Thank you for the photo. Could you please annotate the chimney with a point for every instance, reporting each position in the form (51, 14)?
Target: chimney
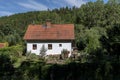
(48, 23)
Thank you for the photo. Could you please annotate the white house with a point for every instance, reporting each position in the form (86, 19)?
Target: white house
(54, 37)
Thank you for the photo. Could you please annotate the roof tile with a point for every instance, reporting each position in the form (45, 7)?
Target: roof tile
(55, 32)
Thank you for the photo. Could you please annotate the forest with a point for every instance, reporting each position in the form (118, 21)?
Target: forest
(97, 37)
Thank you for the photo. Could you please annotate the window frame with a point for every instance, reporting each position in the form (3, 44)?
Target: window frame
(60, 45)
(50, 46)
(34, 46)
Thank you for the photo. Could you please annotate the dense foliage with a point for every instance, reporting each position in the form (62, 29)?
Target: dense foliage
(97, 37)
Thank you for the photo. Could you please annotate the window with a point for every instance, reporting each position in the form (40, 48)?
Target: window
(60, 45)
(49, 46)
(34, 46)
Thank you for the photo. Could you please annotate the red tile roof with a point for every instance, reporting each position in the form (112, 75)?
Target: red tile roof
(2, 45)
(55, 32)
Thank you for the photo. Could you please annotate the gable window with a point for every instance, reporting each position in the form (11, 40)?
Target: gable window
(34, 46)
(60, 45)
(49, 46)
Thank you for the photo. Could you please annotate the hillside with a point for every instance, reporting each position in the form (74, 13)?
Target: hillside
(97, 37)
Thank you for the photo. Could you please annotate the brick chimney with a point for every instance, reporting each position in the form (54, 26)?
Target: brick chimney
(48, 23)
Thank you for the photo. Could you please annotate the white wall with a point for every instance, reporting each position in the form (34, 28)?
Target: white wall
(55, 47)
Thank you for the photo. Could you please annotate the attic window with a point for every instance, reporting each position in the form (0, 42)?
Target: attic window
(34, 46)
(60, 45)
(49, 46)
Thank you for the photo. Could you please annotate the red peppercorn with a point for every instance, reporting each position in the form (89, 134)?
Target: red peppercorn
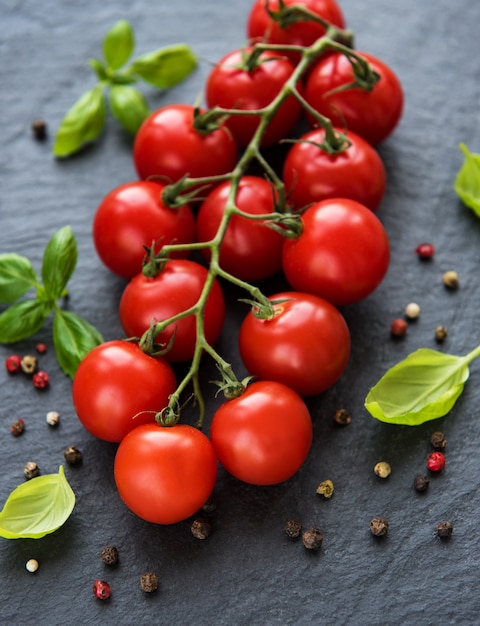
(41, 379)
(436, 461)
(13, 363)
(101, 589)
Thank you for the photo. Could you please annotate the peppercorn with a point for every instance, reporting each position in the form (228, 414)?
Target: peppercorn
(72, 455)
(149, 582)
(312, 539)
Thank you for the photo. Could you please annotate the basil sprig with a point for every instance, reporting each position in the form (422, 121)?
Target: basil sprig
(163, 68)
(73, 336)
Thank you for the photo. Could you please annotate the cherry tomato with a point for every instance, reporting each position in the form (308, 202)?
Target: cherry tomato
(117, 387)
(232, 86)
(342, 254)
(305, 346)
(175, 289)
(263, 436)
(310, 173)
(165, 474)
(250, 250)
(371, 114)
(168, 145)
(132, 216)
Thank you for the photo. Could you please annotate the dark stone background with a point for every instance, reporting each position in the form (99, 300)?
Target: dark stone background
(248, 572)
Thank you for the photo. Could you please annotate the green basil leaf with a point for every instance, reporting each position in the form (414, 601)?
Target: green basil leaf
(128, 106)
(37, 507)
(422, 387)
(17, 276)
(166, 67)
(118, 44)
(467, 182)
(23, 320)
(83, 123)
(73, 338)
(59, 261)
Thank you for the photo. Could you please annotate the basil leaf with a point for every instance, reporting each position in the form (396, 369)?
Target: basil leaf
(118, 44)
(467, 182)
(166, 67)
(23, 319)
(17, 276)
(128, 106)
(37, 507)
(422, 387)
(59, 261)
(83, 123)
(73, 338)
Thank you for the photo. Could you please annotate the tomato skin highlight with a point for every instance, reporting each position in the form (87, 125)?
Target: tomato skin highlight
(311, 174)
(117, 388)
(342, 254)
(306, 346)
(175, 289)
(132, 216)
(263, 436)
(165, 474)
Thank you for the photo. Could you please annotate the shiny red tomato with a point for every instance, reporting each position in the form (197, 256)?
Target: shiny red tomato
(168, 145)
(310, 173)
(175, 289)
(250, 250)
(165, 474)
(263, 436)
(305, 346)
(132, 216)
(232, 85)
(342, 254)
(117, 387)
(371, 114)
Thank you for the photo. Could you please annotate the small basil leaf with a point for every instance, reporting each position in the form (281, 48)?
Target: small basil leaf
(83, 123)
(73, 338)
(166, 67)
(467, 182)
(118, 44)
(422, 387)
(128, 106)
(23, 320)
(37, 507)
(17, 276)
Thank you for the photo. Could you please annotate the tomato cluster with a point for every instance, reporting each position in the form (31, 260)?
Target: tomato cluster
(313, 220)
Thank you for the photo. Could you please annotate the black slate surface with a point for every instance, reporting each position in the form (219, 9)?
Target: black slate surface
(248, 572)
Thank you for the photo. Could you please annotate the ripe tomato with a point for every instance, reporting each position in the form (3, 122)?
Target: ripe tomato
(117, 387)
(164, 474)
(232, 86)
(250, 250)
(262, 437)
(311, 174)
(306, 346)
(132, 216)
(371, 114)
(168, 145)
(175, 289)
(342, 254)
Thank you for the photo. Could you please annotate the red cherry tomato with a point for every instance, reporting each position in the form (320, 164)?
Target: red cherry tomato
(311, 173)
(175, 289)
(342, 254)
(168, 145)
(132, 216)
(165, 474)
(371, 114)
(305, 346)
(232, 86)
(117, 387)
(263, 436)
(250, 250)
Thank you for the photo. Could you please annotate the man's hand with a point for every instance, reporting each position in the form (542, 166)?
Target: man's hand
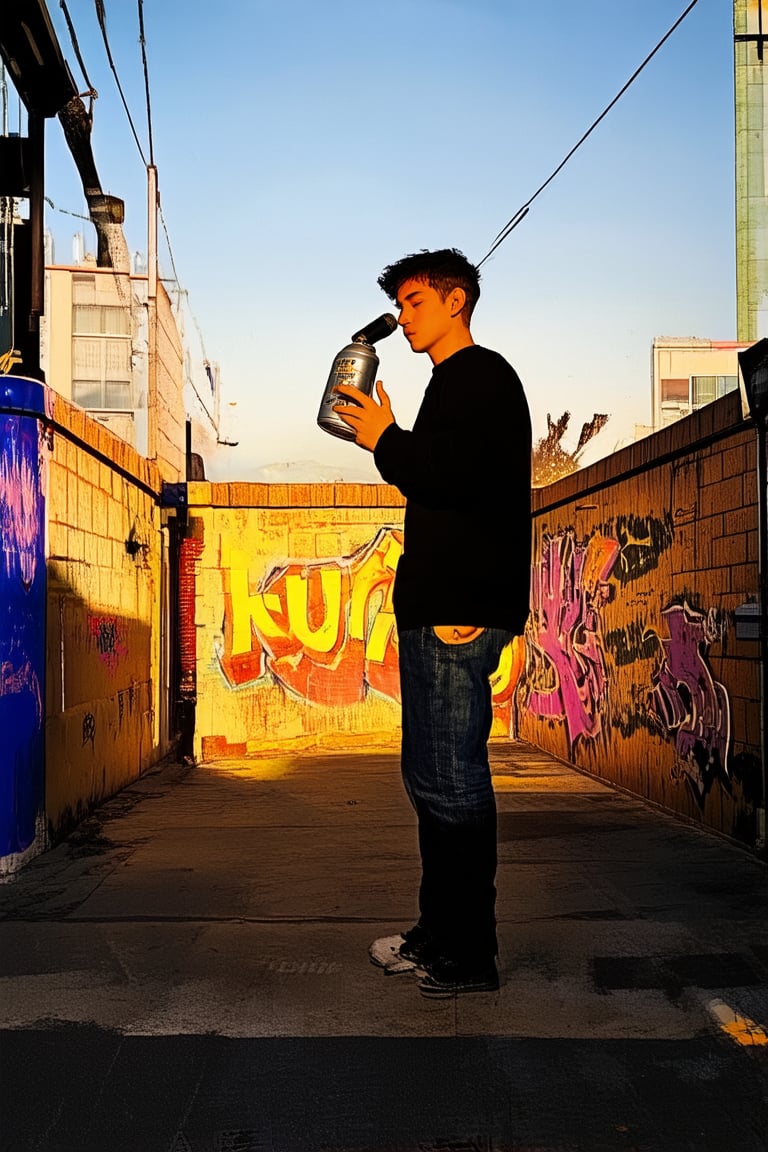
(365, 417)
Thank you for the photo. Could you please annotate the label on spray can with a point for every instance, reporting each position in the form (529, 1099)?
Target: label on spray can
(355, 365)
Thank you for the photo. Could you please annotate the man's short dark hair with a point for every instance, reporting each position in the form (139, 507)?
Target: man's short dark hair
(443, 270)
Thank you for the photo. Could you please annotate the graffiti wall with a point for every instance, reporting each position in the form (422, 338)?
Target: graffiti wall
(302, 641)
(633, 668)
(630, 666)
(23, 472)
(104, 618)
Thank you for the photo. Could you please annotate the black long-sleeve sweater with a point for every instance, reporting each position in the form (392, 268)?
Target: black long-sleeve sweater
(465, 474)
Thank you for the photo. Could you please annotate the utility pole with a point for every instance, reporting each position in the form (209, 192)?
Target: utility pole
(152, 311)
(751, 85)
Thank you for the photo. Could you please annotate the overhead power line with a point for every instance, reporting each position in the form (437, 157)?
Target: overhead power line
(101, 16)
(91, 91)
(522, 212)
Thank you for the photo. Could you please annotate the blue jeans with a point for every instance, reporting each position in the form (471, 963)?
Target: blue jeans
(447, 714)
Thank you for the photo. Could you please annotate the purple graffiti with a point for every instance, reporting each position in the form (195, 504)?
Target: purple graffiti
(690, 705)
(569, 588)
(20, 503)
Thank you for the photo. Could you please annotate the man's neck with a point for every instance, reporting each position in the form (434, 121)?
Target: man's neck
(450, 345)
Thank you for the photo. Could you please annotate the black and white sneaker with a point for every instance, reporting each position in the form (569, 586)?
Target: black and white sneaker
(403, 953)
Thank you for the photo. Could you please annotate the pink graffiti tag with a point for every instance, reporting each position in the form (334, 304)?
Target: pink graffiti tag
(568, 589)
(691, 706)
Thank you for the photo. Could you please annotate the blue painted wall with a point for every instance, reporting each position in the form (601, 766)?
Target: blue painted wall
(22, 613)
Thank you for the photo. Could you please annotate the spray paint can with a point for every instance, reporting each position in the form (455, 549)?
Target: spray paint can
(355, 365)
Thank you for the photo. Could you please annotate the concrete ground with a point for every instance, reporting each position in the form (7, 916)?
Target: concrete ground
(189, 972)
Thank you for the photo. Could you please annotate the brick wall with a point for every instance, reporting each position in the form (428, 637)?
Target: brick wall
(633, 671)
(630, 667)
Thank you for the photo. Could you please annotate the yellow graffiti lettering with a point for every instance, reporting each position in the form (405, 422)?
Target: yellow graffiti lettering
(377, 570)
(249, 608)
(297, 598)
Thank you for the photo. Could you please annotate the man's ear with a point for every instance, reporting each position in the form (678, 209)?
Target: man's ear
(457, 301)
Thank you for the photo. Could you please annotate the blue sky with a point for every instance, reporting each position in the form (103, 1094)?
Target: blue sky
(302, 146)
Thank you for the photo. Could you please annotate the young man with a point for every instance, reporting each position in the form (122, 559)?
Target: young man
(461, 593)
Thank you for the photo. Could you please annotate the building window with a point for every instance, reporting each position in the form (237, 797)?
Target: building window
(706, 388)
(675, 392)
(101, 356)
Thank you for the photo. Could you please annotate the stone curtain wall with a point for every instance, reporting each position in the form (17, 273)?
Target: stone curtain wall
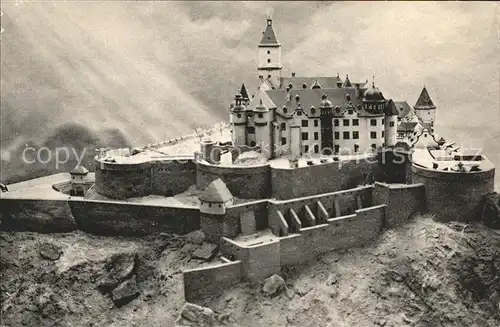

▬▬▬▬▬▬

Problem to solve: Find each line in the entries above that contains the string "label" and copy every such line in full.

Exercise result:
Thank you for the photo. Could you please annotate the label on spray can with a point for every instance, reporting each position in the form (529, 1099)?
Target: label on spray can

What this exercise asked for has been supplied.